**TEKST**.
- - -
Iwan Wyhowski Iwan Wyhowski
289
BLOG

Pochwała komunizmu, czyli świat oszalał, albo historia kołem się toczy

Iwan Wyhowski Iwan Wyhowski Polityka Obserwuj notkę 3

Nigdy nie myślałem, że mogę wystąpić w obronie tak nienawidzonej przeze mnie komuny. Ja liberał (nawet libertyn) zaatakuję "wolny" rynek. Doprowadziły do tego wydarzenia w Grecji, które sprawiły, że ponownie przemyślałem ostatnich 25 lat transformacji.

I. W 1989 roku miałem 16 lat. Koniec panowania komunistów przyjąłem z ulgą i radością. Niczym "młody pelikan" łykałem obietnice i prognozy proroków nowej ziemi obiecanej Michnika, Balcerowicza, Mazowieckiego, Bieleckiego & cohortas. Zamykanie zakładów pracy z okresu komuny tłumaczyłem sobie brakiem konkurencyjności w nowych warukach ekonomicznych.  Byłem przecież dzieckiem biednych lat 80, w których czekolada robiona przez mamę na blasze zastępowała czekoladę Wedla, tłumaczyłem więc sobie że nowe i lepsze wyrośnie na zgliszczach starego i nieefektywnego.

Ale ja miałem tylko 16 lat i miałem prawo być gówniarzem i imbecylem. Ale gdzie byli starsi i mądrzejsi ?

II. Polska Ludowa bo o niej chcę napisać słów parę nie była krajem moich marzeń. Była jednak o niebo sprawiedliwsza i prawa niż dzisiejsza III RP.
- - -
**ZADANIA ĆWICZENIOWE**.
**1)** Odpowiedz na podstawie tekstu na poniższe pytania:
(a) Ile lat miał piszący w 1989 roku?
(b) Jakie wydarzenia skłoniły go do ponownego przemyślenia ostatnich 25 lat transformacji?
(c) Jak tekst ocenia Polskę Ludową w zestawieniu z dzisiejszą III RP?
**2)** Streść tekst w dwóch zdaniach.
**3)** Przepisz dosłownie fragment tekstu od słów „Iwan Wyhowski Iwan Wyhowski Polityka” aż do słów „25 lat transformacji.” włącznie.
Do rozwiązania zadań wpisy nie są potrzebne.
- - -
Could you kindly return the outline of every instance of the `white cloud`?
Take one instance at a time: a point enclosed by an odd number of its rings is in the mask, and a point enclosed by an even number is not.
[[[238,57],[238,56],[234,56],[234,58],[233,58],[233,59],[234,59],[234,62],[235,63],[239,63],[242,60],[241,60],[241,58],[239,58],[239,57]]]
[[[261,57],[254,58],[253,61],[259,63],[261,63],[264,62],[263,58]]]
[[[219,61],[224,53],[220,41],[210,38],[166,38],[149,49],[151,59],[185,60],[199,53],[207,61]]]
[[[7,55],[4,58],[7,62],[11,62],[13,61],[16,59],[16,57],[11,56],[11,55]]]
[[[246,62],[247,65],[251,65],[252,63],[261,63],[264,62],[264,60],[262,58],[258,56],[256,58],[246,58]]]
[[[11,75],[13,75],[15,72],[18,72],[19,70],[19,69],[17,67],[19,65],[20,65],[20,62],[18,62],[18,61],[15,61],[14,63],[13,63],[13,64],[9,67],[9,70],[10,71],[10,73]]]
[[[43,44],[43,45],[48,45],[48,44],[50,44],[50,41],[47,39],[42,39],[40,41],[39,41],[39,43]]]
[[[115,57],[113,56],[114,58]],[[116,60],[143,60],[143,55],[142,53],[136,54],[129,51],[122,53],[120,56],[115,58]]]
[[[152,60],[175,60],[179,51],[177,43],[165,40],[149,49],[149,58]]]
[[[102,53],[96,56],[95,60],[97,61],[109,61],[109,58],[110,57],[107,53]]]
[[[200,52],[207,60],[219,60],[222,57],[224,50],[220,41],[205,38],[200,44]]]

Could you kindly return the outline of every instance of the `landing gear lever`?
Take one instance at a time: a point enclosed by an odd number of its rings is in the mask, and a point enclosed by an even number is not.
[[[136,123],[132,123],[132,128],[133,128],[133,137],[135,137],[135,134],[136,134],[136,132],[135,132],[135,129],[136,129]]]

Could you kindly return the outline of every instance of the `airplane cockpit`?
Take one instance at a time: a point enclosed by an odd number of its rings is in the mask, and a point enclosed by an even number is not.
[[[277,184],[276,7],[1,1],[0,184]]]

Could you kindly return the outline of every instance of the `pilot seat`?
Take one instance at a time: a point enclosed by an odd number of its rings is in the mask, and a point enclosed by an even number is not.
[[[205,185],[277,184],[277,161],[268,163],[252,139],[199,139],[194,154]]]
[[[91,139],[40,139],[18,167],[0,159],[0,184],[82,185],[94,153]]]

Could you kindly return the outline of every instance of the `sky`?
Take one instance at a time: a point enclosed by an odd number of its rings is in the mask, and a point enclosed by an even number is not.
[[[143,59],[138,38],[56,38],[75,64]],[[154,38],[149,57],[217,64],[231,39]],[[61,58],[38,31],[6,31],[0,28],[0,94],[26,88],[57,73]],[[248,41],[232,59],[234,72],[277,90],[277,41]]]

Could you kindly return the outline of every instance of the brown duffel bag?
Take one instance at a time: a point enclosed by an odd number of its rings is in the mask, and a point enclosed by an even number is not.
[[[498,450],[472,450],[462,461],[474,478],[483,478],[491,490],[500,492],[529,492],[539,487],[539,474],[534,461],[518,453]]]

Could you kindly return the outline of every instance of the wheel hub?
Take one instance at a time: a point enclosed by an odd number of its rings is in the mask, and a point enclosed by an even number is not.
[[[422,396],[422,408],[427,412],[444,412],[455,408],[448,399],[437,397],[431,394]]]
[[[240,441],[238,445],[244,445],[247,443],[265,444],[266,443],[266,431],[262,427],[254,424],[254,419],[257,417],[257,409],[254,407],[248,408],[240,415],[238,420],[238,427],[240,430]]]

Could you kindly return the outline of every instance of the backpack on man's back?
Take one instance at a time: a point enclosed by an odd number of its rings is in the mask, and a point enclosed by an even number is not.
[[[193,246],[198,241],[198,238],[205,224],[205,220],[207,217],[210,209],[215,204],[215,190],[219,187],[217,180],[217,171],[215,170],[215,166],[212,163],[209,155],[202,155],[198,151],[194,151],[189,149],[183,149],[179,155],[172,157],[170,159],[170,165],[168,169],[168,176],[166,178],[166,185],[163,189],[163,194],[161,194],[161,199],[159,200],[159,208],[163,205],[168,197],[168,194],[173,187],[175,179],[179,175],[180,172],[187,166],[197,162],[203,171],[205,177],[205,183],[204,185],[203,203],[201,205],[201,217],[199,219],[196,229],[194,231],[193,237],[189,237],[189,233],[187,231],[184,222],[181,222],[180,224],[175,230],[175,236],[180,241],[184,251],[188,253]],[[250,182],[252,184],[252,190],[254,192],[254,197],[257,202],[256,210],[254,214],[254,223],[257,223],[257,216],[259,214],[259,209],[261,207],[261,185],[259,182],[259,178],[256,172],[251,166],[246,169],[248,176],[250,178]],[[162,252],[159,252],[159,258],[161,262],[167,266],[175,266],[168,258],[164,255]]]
- - -
**LISTA ROZWIĄZAŃ**.
**1)**
(a) 16 lat.
(b) Wydarzenia w Grecji.
(c) Była o niebo sprawiedliwsza i prawa niż dzisiejsza III RP.

**2)** Piszący, liberał nienawidzący komuny, stwierdza, że wydarzenia w Grecji skłoniły go do ponownego przemyślenia 25 lat transformacji i do ataku na „wolny” rynek. Wspomina, że jako szesnastolatek w 1989 roku z ulgą przyjął koniec rządów komunistów i usprawiedliwiał zamykanie zakładów pracy, a dziś uznaje Polskę Ludową za o niebo sprawiedliwszą i prawą niż III RP.

**3)**
Iwan Wyhowski Iwan Wyhowski Polityka Obserwuj notkę 3

Nigdy nie myślałem, że mogę wystąpić w obronie tak nienawidzonej przeze mnie komuny. Ja liberał (nawet libertyn) zaatakuję "wolny" rynek. Doprowadziły do tego wydarzenia w Grecji, które sprawiły, że ponownie przemyślałem ostatnich 25 lat transformacji.